If they are basing their revisions on "external, empirical indicators," let’s hear about them. What we suspect is that they’ve simply replaced the "psychodynamic, a priori hypotheses" with some "neuroscientific, a priori hypotheses" of their own and that many of the changes fit the agenda of certain members of the committee and aren’t based on "external, empirical indicators" at all. At least that’s what I suspect.
There are two kinds of authority. Delegated authority is the weaker. "We do it my way because I’m a sergeant [supervisor, boss, king] and you’re a private [trainee, employee, subject]." It’s a kind of authority based on power and sometimes fear. There’s another kind of authority, as in "Einstein was an authority on physics." It’s an authority of knowledge, or wisdom, or experience – an authority based on earned respect. The DSM-5 Task Force speaks as if it has an authority to define the classification of mental illnesses because the APA [American Psychiatric Association] appointed them to the job. What they should be learning right now is that the power that once resided with the body of Psychiatry has eroded – in part because of the changes in mental health care and the rise of other disciplines, but also because of gross instances of misbehavior within psychiatry itself. Another obvious lesson is that the authority of wisdom or respect is something the DSM-5 Task Force is going to have to earn. It’s not the given they are assuming in either dimension.
Here, Kupfer and Regier criticize the DSM-III and DSM-IV, but try as I might, I can’t see how the revisions they propose relate to these criticisms. Instead of working to make the diagnostic entities more precise, if anything, they’ve loosened them and included some new ambiguous categories that just add to the confusion.

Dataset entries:

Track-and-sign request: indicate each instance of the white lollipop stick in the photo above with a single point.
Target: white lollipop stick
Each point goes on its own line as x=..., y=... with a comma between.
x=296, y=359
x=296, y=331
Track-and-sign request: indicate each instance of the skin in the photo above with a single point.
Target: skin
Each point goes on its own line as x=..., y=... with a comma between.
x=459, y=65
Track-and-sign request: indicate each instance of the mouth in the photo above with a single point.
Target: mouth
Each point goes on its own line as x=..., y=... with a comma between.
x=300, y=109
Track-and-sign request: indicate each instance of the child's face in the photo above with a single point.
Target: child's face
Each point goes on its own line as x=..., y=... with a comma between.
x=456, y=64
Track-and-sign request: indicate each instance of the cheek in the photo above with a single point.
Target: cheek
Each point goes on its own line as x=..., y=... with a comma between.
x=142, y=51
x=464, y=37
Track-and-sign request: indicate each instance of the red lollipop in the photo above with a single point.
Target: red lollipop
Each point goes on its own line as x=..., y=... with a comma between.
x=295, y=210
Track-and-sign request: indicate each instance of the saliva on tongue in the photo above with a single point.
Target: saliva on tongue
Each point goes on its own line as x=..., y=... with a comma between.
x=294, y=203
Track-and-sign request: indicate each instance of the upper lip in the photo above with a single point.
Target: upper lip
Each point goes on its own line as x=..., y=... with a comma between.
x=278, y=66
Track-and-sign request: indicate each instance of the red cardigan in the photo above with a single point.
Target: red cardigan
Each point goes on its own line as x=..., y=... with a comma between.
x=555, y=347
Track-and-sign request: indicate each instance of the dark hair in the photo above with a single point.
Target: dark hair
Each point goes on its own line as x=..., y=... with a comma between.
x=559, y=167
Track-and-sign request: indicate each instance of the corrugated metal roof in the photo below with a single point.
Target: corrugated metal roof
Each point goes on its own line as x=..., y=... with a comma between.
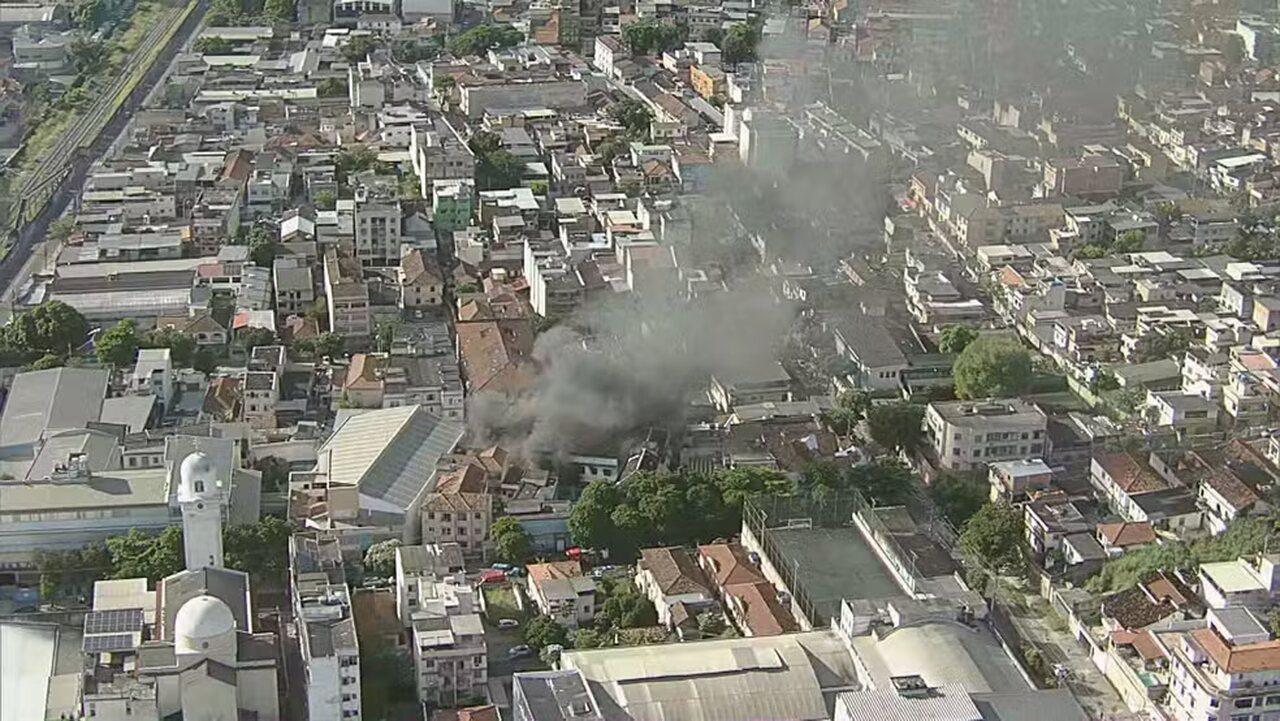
x=391, y=455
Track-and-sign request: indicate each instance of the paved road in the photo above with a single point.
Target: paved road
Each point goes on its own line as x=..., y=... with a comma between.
x=26, y=258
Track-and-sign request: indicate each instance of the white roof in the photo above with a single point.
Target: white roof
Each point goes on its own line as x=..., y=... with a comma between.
x=389, y=453
x=946, y=703
x=1232, y=576
x=745, y=679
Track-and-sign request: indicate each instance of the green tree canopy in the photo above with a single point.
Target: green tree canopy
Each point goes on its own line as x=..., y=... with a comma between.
x=380, y=558
x=51, y=327
x=511, y=542
x=542, y=631
x=261, y=550
x=138, y=555
x=993, y=535
x=632, y=115
x=118, y=345
x=653, y=36
x=897, y=427
x=992, y=366
x=483, y=39
x=956, y=338
x=740, y=42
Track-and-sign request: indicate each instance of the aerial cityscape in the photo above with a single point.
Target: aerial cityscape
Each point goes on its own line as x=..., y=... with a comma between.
x=640, y=360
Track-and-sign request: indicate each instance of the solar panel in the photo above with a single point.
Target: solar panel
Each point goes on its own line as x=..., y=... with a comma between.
x=110, y=642
x=114, y=621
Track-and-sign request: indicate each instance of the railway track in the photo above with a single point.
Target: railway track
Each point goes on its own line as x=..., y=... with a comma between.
x=55, y=163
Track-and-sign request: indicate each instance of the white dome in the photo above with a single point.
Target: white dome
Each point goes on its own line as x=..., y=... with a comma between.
x=205, y=626
x=197, y=478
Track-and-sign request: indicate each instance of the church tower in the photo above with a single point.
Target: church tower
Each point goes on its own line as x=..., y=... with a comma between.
x=200, y=494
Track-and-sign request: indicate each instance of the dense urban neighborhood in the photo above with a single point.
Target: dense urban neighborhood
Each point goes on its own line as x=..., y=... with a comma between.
x=639, y=360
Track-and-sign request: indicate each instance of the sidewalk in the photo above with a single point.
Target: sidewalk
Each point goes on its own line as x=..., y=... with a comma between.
x=1041, y=626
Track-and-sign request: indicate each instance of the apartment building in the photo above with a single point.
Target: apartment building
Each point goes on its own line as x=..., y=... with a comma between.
x=1228, y=671
x=347, y=296
x=558, y=589
x=970, y=434
x=327, y=629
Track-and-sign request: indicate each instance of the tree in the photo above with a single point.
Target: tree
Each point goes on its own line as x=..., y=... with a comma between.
x=278, y=9
x=740, y=42
x=746, y=482
x=380, y=558
x=213, y=45
x=251, y=338
x=118, y=345
x=959, y=496
x=993, y=535
x=137, y=555
x=897, y=427
x=332, y=87
x=87, y=55
x=992, y=366
x=325, y=200
x=632, y=115
x=329, y=345
x=542, y=631
x=653, y=36
x=850, y=410
x=45, y=363
x=263, y=246
x=60, y=231
x=483, y=39
x=51, y=327
x=511, y=542
x=204, y=360
x=956, y=338
x=627, y=610
x=357, y=48
x=261, y=550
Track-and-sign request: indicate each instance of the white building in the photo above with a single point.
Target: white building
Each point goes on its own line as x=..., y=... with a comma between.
x=1226, y=671
x=327, y=629
x=968, y=434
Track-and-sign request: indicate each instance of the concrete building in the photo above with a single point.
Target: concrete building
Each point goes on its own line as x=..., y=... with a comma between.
x=327, y=629
x=346, y=296
x=558, y=589
x=968, y=434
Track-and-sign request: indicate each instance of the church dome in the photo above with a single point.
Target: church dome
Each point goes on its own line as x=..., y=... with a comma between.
x=204, y=626
x=197, y=478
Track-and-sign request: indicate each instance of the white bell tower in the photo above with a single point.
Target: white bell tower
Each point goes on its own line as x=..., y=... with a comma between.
x=200, y=494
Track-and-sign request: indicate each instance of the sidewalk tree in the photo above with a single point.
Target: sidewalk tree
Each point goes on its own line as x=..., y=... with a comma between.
x=51, y=327
x=956, y=338
x=896, y=427
x=380, y=558
x=542, y=631
x=993, y=537
x=511, y=542
x=118, y=345
x=992, y=366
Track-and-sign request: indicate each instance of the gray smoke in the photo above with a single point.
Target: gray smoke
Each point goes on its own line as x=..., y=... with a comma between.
x=620, y=368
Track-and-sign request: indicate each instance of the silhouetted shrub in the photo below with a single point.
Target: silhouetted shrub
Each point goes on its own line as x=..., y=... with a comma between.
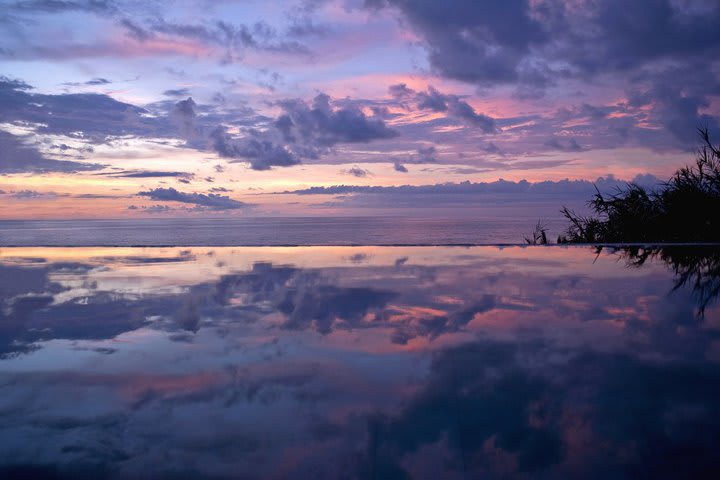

▶ [What to work on]:
[a] In the DSM-5 excerpt, which of the two kinds of authority is called the weaker?
[b] Condense the paragraph of the DSM-5 excerpt that begins "There are two kinds of authority" into a short bulleted list that keeps its main points.
[c] Reproduce the DSM-5 excerpt word for word from "If they are" up to and including "what I suspect.".

▶ [Answers by item number]:
[a] Delegated authority.

[b]
- There are two kinds of authority.
- Delegated authority is the weaker kind. It rests on power and sometimes fear, as in "We do it my way because I'm a sergeant and you're a private."
- The other kind comes from knowledge, wisdom or experience. It rests on earned respect, as in "Einstein was an authority on physics."
- The DSM-5 Task Force speaks as if it has authority to define the classification of mental illnesses because the APA appointed it to the job.
- Psychiatry's power has eroded. Reasons include changes in mental health care, the rise of other disciplines and gross instances of misbehavior within psychiatry.
- The Task Force will have to earn the authority of wisdom or respect. It cannot assume either kind.

[c]
If they are basing their revisions on "external, empirical indicators," let’s hear about them. What we suspect is that they’ve simply replaced the "psychodynamic, a priori hypotheses" with some "neuroscientific, a priori hypotheses" of their own and that many of the changes fit the agenda of certain members of the committee and aren’t based on "external, empirical indicators" at all. At least that’s what I suspect.